__OBJECTIVE A__
In the passage about Yammer and the Responsive Org movement, who did Adam share his manifesto with?
__OBJECTIVE B__
Continue the passage about Yammer and the Responsive Org movement from where it stops.

__SOURCE EXTRACT__
--------

This insight led Adam to recognize that he and the engineering and product teams at Yammer were not just building a product but building a company (at least, if they were going to be effective). He began to investigate what it would mean not just to rapidly iterate on Yammer’s product but to iterate the organization’s structure itself.
In other words, he began to explore whether Yammer could become more Responsive. What Adam was clear on, was that their product didn’t exist in isolation. Yammer, as a communication platform for enterprise businesses, was particularly well placed to recognize the challenges of the current working world. Eventually, Adam put these thoughts into a manifesto and shared them with CEOs and C-level executives. The response was an enthusiastic affirmation of their ideas. The result of this thinking led Adam to co-found the Responsive Org movement.
Experiments in Education
Adam realized the education system in North America is largely still reliant on an assembly-model way of teaching and thinking. Consider the structure of most schools: there are grades, segregated by age; there are alarm bells which tell students when to move from one classroom to the next. The most common form of learning is to passively sit and absorb lectured lessons.

--------

__DATASET__
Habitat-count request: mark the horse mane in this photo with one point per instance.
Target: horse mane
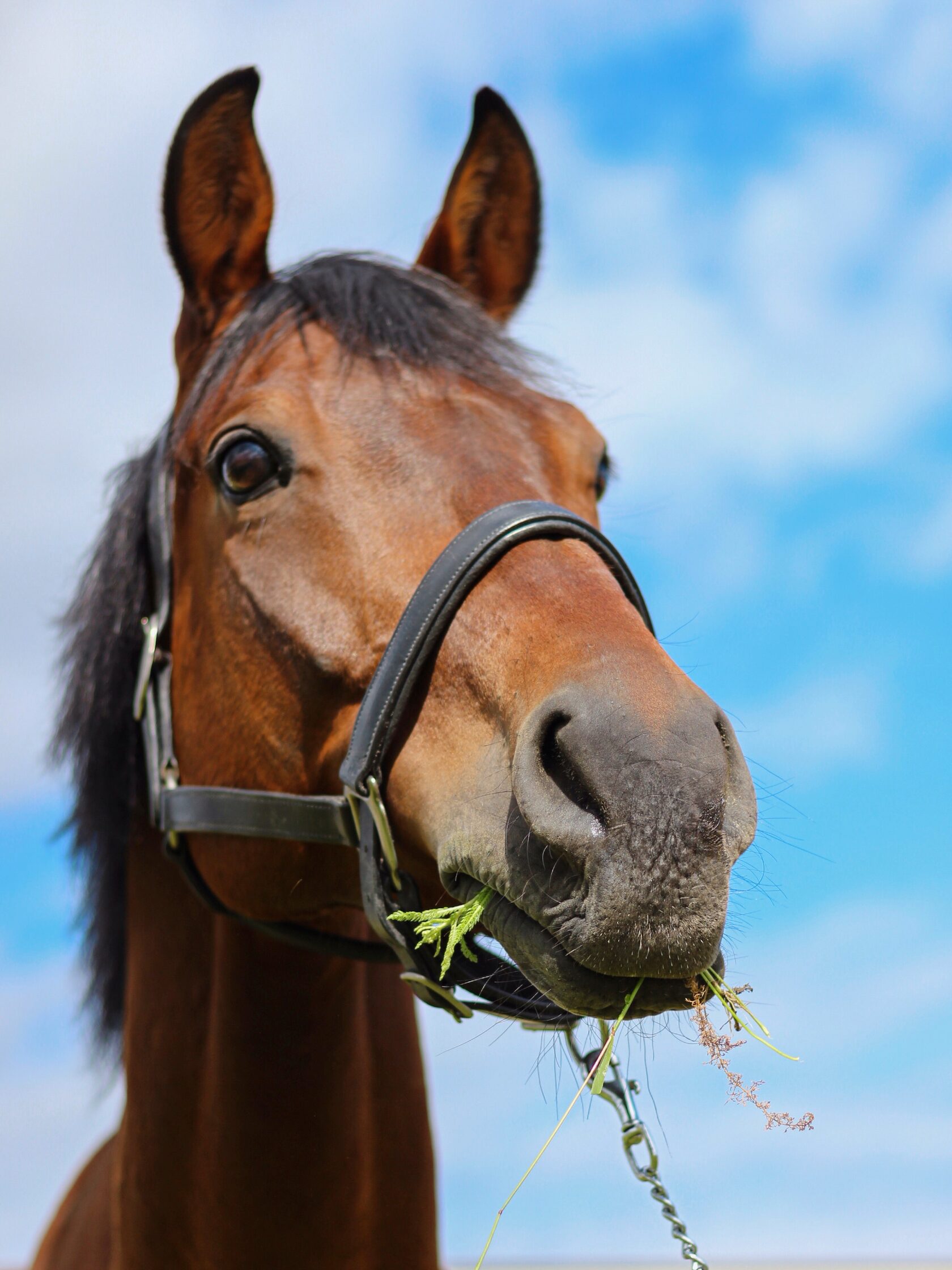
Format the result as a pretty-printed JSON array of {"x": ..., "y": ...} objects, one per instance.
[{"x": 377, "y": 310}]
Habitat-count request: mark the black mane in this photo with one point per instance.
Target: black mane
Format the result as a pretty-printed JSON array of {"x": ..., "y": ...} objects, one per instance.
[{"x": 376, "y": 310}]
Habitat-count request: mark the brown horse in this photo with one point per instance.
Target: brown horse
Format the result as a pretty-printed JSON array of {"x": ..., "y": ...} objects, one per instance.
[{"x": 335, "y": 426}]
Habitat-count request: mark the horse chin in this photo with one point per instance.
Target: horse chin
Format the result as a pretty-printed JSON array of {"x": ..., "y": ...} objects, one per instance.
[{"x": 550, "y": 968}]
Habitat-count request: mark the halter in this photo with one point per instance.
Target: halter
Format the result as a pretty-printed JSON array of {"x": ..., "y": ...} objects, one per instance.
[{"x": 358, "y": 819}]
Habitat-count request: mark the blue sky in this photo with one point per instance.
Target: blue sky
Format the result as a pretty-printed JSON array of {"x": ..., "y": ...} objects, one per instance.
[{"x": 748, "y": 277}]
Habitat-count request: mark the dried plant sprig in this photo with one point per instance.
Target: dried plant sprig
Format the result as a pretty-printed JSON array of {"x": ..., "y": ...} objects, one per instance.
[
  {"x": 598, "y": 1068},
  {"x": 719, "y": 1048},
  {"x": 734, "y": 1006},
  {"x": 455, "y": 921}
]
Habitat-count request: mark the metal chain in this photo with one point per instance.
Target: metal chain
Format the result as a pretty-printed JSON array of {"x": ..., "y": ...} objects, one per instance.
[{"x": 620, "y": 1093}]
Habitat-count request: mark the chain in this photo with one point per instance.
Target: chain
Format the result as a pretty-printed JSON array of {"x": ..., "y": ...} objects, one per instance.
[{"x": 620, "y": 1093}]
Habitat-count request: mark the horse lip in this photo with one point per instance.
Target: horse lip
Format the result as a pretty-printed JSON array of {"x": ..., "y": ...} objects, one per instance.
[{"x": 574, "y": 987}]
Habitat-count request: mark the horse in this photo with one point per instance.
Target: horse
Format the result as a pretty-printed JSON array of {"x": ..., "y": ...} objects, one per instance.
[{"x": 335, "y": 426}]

--------

__ANSWER A__
CEOs and C-level executives.

__ANSWER B__
More subtly, subjects are taught according to a linear progression. Math education in the United States, for example, moves from algebra, to geometry, to advanced algebra, to precalculus, to calculus. This progression to trains students to think about math in a way that only entrenches a hierarchical, linear view of how to how the world works. School in the 21st Century is still designed to produce people to work in factories.
Adam was bold enough to tackle revitalizing the education system, by optimizing administrators’ time and budgets. He founded Abl Schools, a collaborative platform for administrators and teachers. Abl has re-envisioned how principals relate with their teachers and facilities and how schools use their time. The idea is to help schools better manage the day-to-day to be able to achieve its educational goals, starting with the company’s first product, a cloud-based master scheduler.
Exciting possibilities emerge when we reconsider even behemoth institutions like the U.S. education system and experiment with new approaches that leverage technology and new models of collaborating. What is necessary, is the willingness to experiment.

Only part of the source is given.